Your goal: The answer must consist only of the lines from the line with "139, row 117." to the line with "163, row 92.", both included, exactly as they stand below.

[[ Input for this task open ]]

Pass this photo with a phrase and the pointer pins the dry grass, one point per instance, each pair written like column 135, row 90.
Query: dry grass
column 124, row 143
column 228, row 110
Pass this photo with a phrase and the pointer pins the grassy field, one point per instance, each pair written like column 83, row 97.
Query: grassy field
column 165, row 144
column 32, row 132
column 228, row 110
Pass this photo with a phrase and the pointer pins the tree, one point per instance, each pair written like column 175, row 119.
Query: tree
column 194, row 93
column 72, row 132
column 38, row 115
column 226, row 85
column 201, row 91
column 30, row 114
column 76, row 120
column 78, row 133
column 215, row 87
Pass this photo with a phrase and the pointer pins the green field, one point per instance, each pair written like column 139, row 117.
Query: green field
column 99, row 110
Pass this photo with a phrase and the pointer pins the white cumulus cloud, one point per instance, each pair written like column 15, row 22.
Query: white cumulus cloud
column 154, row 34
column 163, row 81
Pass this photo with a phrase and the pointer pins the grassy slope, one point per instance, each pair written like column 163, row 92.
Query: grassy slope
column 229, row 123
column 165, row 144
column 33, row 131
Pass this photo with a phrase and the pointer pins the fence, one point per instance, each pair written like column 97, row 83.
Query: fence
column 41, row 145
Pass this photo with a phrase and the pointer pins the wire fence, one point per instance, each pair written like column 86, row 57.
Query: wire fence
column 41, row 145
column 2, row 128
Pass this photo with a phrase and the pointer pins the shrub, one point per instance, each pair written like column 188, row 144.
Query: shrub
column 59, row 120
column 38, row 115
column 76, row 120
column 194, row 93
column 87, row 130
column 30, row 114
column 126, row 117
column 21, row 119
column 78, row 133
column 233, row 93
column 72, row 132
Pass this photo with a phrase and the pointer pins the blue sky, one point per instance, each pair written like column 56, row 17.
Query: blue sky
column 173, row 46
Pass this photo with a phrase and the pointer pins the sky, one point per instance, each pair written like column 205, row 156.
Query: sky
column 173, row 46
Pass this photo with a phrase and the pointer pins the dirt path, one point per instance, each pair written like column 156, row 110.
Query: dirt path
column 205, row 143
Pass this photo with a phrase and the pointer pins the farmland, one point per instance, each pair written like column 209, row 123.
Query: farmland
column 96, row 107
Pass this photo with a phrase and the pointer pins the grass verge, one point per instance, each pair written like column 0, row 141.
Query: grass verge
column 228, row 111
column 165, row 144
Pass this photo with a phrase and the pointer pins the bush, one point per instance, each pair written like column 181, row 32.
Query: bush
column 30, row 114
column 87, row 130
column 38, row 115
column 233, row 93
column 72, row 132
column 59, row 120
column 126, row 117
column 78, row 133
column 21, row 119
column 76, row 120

[[ Input for this task closed ]]
[[ Input for this task open ]]

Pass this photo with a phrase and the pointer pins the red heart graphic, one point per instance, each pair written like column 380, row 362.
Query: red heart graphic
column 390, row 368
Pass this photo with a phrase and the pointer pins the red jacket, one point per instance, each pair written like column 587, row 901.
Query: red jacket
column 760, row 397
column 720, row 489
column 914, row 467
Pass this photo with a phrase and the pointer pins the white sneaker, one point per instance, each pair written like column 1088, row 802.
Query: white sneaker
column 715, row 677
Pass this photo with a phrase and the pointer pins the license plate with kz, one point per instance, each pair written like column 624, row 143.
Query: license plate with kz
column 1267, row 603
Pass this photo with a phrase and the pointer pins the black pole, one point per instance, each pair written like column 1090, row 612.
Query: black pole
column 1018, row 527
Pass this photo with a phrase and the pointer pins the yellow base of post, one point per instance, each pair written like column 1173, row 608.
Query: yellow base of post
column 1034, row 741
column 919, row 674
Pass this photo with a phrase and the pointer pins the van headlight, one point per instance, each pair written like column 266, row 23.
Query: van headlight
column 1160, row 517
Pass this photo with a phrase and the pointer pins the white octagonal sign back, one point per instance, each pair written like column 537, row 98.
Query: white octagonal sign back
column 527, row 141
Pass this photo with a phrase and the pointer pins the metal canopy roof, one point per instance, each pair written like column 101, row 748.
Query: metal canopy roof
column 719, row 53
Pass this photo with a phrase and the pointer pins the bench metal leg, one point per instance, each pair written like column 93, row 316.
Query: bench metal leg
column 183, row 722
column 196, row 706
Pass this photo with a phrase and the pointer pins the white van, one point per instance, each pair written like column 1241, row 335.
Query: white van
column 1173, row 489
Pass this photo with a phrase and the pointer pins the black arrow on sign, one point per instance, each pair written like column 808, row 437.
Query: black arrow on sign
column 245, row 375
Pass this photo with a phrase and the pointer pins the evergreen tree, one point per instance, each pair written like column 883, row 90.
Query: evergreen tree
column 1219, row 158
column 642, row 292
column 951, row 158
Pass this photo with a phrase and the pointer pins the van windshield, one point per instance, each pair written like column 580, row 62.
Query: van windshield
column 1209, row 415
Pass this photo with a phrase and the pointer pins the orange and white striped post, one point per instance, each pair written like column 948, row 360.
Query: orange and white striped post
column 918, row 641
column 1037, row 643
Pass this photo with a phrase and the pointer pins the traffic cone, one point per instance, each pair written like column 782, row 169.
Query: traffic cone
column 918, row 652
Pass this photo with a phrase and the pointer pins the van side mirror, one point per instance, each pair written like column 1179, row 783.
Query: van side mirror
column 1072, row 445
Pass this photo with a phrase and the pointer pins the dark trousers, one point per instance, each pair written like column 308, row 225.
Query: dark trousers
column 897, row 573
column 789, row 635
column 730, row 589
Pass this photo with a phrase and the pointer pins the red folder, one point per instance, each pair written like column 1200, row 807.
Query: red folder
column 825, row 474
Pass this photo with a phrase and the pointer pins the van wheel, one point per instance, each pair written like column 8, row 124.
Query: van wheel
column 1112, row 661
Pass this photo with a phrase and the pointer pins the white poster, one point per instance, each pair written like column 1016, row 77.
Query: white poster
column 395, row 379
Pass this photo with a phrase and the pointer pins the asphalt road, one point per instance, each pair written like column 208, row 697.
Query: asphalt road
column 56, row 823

[[ Input for this task closed ]]
[[ Input for this task open ]]

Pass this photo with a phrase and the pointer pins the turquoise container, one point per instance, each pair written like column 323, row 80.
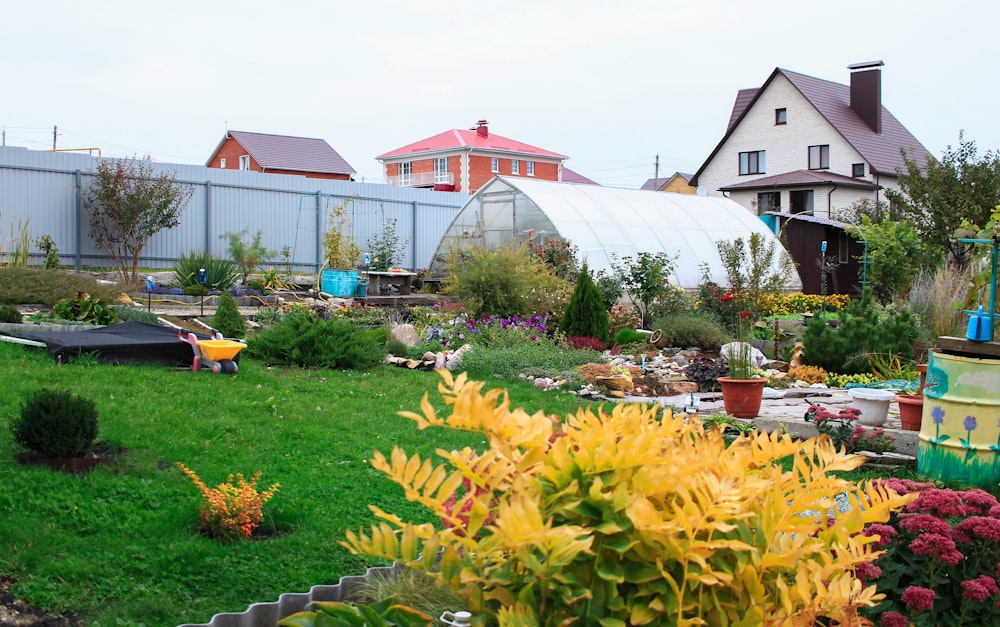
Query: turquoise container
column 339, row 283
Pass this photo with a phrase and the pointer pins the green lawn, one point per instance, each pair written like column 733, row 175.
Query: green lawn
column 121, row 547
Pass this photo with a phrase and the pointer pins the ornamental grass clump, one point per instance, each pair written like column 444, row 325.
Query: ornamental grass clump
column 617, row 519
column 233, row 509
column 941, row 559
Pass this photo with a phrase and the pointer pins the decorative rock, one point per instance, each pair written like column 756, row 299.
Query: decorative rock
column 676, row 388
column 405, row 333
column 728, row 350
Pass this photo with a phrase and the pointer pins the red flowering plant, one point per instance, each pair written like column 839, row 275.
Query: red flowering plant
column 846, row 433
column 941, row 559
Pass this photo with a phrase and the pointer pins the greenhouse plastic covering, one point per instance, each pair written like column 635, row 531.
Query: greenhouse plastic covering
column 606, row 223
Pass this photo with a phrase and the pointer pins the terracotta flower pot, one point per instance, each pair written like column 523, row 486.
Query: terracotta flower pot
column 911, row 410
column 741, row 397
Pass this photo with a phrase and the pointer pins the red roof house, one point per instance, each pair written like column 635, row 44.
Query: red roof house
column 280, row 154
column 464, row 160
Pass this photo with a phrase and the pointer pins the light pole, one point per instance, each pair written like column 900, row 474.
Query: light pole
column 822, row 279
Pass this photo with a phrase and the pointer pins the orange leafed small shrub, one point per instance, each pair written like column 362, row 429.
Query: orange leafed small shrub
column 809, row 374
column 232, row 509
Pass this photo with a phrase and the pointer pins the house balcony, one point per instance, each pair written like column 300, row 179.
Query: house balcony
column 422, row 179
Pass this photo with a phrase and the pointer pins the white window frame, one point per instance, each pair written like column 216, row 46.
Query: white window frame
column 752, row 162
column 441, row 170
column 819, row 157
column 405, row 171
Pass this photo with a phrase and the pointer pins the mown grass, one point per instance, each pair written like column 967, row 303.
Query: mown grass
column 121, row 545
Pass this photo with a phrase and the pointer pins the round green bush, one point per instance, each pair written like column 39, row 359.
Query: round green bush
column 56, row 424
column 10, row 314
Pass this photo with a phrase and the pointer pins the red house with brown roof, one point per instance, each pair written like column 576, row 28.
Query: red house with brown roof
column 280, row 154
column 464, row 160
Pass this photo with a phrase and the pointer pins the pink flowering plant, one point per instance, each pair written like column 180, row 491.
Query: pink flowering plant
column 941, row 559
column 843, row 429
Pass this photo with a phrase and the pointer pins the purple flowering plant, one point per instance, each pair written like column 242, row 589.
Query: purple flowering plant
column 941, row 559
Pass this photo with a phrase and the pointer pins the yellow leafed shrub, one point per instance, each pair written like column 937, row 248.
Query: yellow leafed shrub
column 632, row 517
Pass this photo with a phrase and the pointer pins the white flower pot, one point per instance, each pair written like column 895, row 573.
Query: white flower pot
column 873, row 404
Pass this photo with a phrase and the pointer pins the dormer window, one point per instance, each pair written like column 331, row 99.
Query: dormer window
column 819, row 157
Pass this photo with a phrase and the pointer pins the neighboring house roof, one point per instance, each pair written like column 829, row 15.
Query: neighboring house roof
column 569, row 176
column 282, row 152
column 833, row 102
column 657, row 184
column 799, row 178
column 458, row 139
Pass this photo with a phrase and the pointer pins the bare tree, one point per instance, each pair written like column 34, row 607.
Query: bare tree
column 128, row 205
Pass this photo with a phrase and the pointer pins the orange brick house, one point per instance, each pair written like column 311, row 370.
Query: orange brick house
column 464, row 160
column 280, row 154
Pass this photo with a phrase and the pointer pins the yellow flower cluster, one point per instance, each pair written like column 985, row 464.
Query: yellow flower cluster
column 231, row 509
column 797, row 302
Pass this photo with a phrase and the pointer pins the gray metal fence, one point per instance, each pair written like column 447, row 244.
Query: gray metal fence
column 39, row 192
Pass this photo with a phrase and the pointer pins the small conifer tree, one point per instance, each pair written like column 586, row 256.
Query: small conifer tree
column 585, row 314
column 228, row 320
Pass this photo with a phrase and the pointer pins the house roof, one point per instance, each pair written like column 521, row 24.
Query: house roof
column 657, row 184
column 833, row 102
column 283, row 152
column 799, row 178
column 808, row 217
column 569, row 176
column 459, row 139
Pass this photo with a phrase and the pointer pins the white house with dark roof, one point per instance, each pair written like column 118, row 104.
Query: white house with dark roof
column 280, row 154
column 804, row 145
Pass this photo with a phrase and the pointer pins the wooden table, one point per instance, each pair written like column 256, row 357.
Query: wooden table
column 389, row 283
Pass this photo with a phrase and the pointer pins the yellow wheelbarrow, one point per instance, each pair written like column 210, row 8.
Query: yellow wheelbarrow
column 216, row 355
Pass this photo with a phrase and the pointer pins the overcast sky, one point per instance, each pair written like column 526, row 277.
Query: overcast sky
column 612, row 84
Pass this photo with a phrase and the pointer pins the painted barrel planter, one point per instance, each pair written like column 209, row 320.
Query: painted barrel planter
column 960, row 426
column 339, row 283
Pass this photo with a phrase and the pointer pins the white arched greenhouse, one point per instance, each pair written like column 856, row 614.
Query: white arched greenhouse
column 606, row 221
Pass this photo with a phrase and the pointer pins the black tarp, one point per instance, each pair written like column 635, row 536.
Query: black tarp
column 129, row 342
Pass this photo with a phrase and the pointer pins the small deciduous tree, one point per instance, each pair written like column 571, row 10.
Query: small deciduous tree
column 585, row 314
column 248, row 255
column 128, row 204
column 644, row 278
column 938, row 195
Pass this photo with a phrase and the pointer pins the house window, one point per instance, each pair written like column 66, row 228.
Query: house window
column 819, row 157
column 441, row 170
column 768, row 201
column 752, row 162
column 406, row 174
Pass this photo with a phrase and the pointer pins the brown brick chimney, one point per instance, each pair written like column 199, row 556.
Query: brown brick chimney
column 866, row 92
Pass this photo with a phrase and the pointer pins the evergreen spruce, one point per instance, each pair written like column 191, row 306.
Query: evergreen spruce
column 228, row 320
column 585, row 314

[[ Input for this task closed ]]

Answer box:
Pass this photo with a phrase and the pointer pins the green field, one point per instance, each pair written like column 139, row 117.
Query: green field
column 99, row 110
Pass this photo with a phrase and the pointer pins the white cumulus cloud, one point per instance, each pair written like column 15, row 22.
Query: white cumulus cloud
column 154, row 34
column 163, row 81
Pass this photo with a phrase and the pointer pins the grassy slope, one point per instance, each pair written like column 163, row 92.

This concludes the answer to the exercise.